╭─ INPUT DATA

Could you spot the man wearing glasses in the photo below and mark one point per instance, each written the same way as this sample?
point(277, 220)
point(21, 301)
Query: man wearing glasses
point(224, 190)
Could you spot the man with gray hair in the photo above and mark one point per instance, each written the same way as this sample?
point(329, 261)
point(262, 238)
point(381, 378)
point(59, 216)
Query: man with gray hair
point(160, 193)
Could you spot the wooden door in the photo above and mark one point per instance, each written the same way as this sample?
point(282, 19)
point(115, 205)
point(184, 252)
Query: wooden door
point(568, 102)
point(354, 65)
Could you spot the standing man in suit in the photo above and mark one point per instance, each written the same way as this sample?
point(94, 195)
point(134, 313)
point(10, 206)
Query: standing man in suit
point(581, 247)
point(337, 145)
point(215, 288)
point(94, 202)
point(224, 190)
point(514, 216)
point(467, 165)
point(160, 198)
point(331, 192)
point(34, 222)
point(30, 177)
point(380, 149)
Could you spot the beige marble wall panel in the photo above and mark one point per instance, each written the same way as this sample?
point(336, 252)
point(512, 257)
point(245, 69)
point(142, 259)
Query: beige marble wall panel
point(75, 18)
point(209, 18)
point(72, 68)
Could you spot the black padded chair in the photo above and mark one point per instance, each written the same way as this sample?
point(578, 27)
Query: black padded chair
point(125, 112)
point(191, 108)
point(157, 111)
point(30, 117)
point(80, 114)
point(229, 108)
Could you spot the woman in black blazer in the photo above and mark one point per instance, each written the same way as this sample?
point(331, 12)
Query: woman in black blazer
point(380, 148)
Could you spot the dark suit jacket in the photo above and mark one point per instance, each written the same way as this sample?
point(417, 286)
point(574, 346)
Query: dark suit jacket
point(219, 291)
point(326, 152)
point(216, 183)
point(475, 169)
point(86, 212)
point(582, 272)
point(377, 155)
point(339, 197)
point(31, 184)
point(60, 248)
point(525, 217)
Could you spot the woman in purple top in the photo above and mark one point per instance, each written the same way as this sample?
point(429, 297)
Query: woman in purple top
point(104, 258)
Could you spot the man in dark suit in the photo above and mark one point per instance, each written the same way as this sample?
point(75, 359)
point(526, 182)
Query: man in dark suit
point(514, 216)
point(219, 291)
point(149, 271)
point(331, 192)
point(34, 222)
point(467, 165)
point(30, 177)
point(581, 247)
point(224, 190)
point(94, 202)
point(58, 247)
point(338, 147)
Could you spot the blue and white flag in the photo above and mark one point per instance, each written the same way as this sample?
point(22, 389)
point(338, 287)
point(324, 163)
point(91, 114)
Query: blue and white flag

╰─

*YOUR INSTRUCTIONS*: Each line of the listing that contains the word "blue" must be copied.

*TASK ANSWER*:
Could you spot the blue and white flag in the photo above and mark one point per instance, each written the same way as this sample?
Query: blue and white flag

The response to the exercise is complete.